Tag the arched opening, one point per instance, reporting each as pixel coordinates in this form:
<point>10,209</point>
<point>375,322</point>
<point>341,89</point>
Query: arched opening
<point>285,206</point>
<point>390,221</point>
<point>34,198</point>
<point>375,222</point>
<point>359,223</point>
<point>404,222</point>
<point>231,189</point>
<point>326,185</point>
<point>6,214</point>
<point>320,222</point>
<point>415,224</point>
********
Work item:
The response should contain each record above, retyped exactly.

Written response:
Tag the arched opening, one point per instance, reporting each as pixel coordinates in this form:
<point>10,209</point>
<point>375,322</point>
<point>341,89</point>
Query: arched opening
<point>285,206</point>
<point>390,221</point>
<point>34,198</point>
<point>375,222</point>
<point>359,223</point>
<point>404,222</point>
<point>231,189</point>
<point>326,185</point>
<point>6,214</point>
<point>320,222</point>
<point>415,224</point>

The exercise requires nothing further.